━━━ SOURCE EXCERPT
# Atlas/Craftsman 101.07382 12" lathe with Timken bearings question



## WallyEmm (Dec 10, 2018)

I'm a new forum member here with my first post; I have owned an Atlas/Craftsman 101.07382 12" lathe with Timken bearings and multiple accessories for many years.  I have used it very little over the years and not at all in the last 20 or so, and it probably should just be considered as having been in clean and dry storage.  I didn't make it past the basic beginner (is that redundant?) stage before I got sidetracked onto other things.  Now I want to use it for some projects and it is time to get it going again.  My current projects don't require a lot of precision so a little slop here and there isn't a big deal; my lack of skill is the limiting factor.  Of course I would like the lathe to be as good as it can be and learning/improving skills is high on the list of things to do.

Now my questions:  how available are replacement Timken bearings, and at what point do people consider replacing them?  Is bearing replacement a painful operation or pretty straightforward?  How about realignment afterwards?  I admit I have not done much searching on the subject so links would be appreciated if anyone knows of reliable reference sources.

I'm in no hurry, but it wouldn't hurt to keep this in the back of my mind as I reacquaint myself with the lathe.

Thanks,
Wally


----------



## benmychree (Dec 10, 2018)

It's doubtful that it needs anything but a shot of oil or maybe an adjustment; fire it up and try it out ---


----------



## Ulma Doctor (Dec 10, 2018)

the timken bearings are getting harder to find, but still available.
make sure they are bad before ordering another set.

i was a complete moron and fixed mine, except they (the bearings) didn't need to be fixed 
it was a painful game of attrition, to disassemble the headsotck replace the bearings.
i was successful in the end, but i broke a pulley getting it apart - the NOS pulley cost waaay more than i wanted to spend. 

do yourself a favor,
spare yourself any dreams of pulling the headstock apart.
use the lathe, 
and if it fails to operate properly, that's your cue to move on to another machine


----------



## markba633csi (Dec 11, 2018)

Those Timkens last practically forever- don't risk damaging anything trying to change them. Spend the money on a nice QCTP instead
or some other tools
Mark


----------



## WallyEmm (Dec 11, 2018)

Thanks for the insight, folks.  I'll take it slow and easy and get a good feel for how it is doing.  There is no doubt I am the limiting factor so no need to hurry.  I have plenty to learn just the way it is.

Thanks,
Wally


----------



## wa5cab (Dec 12, 2018)

As said above, it is unlikely that the spindle bearings need replacing.  Unless they were run without oil for a while.  But changing them is no big deal and certainly not worth scrapping the lathe to avoid doing.  You just need to be able to make the proper puller components before you disassemble it.
━━━━━━
WRITTEN PROBLEM A:
Repeat the lathe forum thread starting at "i was a complete" and ending at "wanted to spend.", switching "pulley" to "gear".
WRITTEN PROBLEM B:
According to the lathe forum thread, what does markba633csi suggest spending the money on instead of changing the Timken bearings?
WRITTEN PROBLEM C:
Condense the paragraph of the lathe forum thread that begins "I'm a new forum member here" into a short list that keeps its main facts.
━━━ GIVEN ENTRIES
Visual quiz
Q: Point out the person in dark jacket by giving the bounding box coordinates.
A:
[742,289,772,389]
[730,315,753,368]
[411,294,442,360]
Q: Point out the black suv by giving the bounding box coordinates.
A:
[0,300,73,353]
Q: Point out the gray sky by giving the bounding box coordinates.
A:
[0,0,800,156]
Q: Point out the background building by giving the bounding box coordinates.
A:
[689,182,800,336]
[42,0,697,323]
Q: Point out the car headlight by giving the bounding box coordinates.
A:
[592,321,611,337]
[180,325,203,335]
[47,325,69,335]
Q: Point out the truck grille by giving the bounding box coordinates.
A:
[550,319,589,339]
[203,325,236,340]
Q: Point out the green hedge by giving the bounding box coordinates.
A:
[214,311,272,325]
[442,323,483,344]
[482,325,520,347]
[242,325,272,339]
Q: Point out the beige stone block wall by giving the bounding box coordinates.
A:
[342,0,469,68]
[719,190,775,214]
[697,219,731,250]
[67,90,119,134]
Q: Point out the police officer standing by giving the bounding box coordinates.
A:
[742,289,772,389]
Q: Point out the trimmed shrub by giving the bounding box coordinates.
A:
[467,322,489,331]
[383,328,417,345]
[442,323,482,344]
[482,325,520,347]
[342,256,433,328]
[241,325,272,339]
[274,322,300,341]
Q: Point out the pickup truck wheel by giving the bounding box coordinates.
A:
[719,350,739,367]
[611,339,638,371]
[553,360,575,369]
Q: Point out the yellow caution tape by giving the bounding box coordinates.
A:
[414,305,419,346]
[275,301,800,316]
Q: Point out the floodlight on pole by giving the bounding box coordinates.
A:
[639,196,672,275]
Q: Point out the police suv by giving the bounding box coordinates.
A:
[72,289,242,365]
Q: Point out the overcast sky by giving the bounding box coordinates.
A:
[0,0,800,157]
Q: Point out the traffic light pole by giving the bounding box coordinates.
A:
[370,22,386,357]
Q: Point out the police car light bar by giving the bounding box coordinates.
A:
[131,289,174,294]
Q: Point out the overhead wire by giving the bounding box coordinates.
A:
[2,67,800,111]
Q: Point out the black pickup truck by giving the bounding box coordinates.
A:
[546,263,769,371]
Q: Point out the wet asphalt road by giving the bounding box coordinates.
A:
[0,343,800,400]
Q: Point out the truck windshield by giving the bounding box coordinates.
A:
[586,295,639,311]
━━━━━━
CORRECT OUTPUT A:
i was a complete moron and fixed mine, except they (the bearings) didn't need to be fixed 
it was a painful game of attrition, to disassemble the headsotck replace the bearings.
i was successful in the end, but i broke a gear getting it apart - the NOS gear cost waaay more than i wanted to spend.

CORRECT OUTPUT B:
A nice QCTP or some other tools.

CORRECT OUTPUT C:
- First post as a new forum member.
- Has owned an Atlas/Craftsman 101.07382 12" lathe with Timken bearings and multiple accessories for many years.
- Used it very little, and not at all in roughly the last 20 years, so it has effectively been in clean, dry storage.
- Never got past the basic beginner stage.
- Now wants to get it running for projects that don't need much precision, since lack of skill is the limiting factor.
- Wants the lathe to be as good as it can be and ranks learning and improving skills high.